*AIM OF THE EXERCISE:*
Tally every line in the listing that holds the string "picture", then state the total and nothing more.

*MATERIALS PROVIDED:*

☆ ☆ ☆

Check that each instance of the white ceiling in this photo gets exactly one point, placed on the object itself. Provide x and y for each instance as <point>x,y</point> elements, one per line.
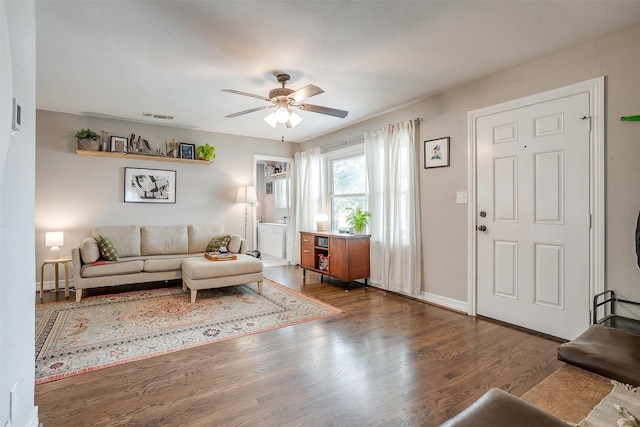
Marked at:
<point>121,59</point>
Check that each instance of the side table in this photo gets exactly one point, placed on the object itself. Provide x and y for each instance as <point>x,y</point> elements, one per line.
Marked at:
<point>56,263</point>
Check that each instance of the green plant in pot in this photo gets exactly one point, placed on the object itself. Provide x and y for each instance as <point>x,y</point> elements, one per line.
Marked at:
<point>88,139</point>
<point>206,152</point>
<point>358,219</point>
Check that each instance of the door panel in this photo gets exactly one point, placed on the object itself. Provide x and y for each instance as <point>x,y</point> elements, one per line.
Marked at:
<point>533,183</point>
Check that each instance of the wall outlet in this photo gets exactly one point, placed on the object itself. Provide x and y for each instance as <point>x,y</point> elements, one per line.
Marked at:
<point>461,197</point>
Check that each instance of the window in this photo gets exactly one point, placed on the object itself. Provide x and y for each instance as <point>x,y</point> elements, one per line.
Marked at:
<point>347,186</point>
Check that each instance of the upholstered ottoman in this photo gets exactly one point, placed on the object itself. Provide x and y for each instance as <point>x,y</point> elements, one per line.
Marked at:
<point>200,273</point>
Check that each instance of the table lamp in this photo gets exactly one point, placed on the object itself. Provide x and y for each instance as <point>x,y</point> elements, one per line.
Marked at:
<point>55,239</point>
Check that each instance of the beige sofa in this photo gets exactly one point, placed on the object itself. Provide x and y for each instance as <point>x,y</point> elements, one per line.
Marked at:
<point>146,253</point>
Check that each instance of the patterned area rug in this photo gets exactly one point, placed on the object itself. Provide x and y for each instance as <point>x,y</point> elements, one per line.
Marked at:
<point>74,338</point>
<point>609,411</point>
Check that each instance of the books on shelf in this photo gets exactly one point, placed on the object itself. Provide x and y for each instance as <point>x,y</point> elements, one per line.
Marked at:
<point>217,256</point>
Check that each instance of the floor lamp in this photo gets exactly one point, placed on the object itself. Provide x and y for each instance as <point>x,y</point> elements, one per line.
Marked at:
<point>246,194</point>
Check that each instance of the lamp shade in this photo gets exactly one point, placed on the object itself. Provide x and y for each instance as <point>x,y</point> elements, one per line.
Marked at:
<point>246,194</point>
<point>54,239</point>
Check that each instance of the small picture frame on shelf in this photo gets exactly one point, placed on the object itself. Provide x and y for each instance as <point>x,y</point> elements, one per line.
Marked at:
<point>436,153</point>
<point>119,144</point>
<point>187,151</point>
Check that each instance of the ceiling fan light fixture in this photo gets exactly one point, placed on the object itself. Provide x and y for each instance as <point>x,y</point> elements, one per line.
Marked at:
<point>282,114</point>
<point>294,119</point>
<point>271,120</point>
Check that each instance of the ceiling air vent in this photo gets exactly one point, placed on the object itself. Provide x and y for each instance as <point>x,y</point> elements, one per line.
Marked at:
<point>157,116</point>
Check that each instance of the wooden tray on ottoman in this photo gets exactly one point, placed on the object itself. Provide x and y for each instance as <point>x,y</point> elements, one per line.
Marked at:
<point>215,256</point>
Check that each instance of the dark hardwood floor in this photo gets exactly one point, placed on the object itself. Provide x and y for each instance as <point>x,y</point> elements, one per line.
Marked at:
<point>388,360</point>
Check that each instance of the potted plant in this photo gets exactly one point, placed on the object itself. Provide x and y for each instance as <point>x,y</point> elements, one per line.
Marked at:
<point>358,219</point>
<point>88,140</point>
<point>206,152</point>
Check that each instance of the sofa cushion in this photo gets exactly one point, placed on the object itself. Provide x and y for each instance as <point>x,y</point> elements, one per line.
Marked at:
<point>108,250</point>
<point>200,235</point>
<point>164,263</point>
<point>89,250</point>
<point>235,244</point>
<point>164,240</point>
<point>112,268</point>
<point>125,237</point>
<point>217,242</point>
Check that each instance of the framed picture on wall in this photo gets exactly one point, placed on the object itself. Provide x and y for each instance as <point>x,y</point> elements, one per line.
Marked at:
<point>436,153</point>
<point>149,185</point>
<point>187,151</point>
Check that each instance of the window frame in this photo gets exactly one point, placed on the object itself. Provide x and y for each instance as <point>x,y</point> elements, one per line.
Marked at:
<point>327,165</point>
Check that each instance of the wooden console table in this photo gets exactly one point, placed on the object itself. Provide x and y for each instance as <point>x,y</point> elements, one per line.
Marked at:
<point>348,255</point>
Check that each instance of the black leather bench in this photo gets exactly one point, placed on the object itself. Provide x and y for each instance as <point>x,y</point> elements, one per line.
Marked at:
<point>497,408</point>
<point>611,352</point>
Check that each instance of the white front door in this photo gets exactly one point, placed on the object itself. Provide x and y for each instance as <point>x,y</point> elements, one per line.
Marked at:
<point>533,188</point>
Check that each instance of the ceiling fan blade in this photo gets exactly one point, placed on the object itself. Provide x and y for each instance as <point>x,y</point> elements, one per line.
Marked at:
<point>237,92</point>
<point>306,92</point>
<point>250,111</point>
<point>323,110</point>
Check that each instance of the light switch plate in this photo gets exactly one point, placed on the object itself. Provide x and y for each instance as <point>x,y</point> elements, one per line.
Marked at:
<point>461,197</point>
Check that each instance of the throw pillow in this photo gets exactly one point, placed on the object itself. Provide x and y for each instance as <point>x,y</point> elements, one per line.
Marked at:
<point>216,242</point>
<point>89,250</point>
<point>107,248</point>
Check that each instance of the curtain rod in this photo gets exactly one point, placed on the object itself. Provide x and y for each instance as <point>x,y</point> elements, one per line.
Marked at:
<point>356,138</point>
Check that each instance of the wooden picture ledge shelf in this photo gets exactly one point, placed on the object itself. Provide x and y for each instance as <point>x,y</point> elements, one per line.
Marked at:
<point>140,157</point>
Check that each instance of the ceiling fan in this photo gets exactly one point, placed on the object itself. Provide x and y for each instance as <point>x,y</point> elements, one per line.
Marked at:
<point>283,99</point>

☆ ☆ ☆

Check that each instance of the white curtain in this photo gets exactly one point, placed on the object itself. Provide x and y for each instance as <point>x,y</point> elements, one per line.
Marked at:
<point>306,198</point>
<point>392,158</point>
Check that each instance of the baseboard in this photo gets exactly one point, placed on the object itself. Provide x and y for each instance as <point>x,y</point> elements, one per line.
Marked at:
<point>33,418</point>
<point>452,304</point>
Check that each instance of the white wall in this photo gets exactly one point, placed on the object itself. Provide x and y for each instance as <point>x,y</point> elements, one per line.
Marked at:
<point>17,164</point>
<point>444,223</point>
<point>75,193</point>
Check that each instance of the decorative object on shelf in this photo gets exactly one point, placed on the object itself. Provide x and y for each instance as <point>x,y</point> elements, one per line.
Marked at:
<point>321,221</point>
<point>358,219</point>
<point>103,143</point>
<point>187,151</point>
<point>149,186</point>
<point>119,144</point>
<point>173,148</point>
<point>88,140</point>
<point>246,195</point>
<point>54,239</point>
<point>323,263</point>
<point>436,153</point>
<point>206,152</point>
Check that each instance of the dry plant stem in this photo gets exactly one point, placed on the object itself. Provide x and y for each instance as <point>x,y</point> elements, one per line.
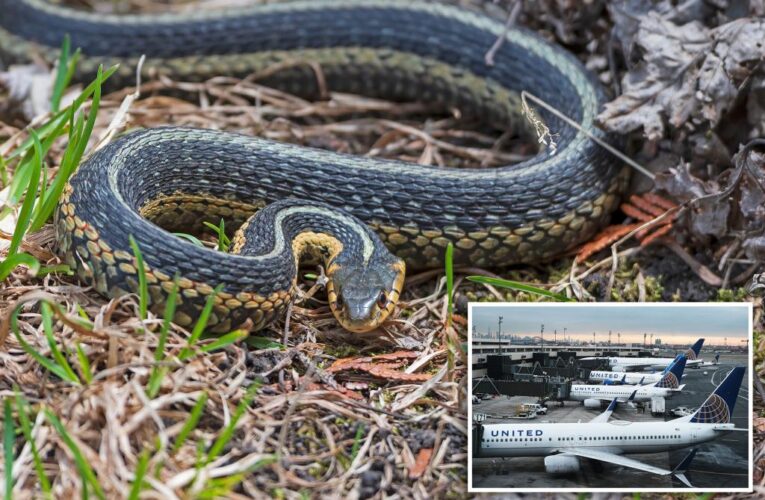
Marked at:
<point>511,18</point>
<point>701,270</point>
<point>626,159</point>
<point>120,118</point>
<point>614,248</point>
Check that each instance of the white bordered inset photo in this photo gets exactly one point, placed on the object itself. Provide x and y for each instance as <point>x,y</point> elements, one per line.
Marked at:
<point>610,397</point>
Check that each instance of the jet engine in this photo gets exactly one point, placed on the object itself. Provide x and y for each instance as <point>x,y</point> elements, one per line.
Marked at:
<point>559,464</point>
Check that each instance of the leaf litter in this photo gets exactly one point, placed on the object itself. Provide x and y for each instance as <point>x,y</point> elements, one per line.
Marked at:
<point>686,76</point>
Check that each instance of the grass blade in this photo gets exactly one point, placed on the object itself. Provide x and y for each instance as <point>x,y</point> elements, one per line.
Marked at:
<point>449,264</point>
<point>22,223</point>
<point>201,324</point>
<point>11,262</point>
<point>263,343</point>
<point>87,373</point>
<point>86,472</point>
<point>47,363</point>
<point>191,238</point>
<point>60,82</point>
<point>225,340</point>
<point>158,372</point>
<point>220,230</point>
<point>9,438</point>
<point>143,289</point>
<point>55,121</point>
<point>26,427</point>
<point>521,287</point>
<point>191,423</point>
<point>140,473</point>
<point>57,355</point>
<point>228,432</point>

☆ ☆ ☆

*RESPONSE AREA:*
3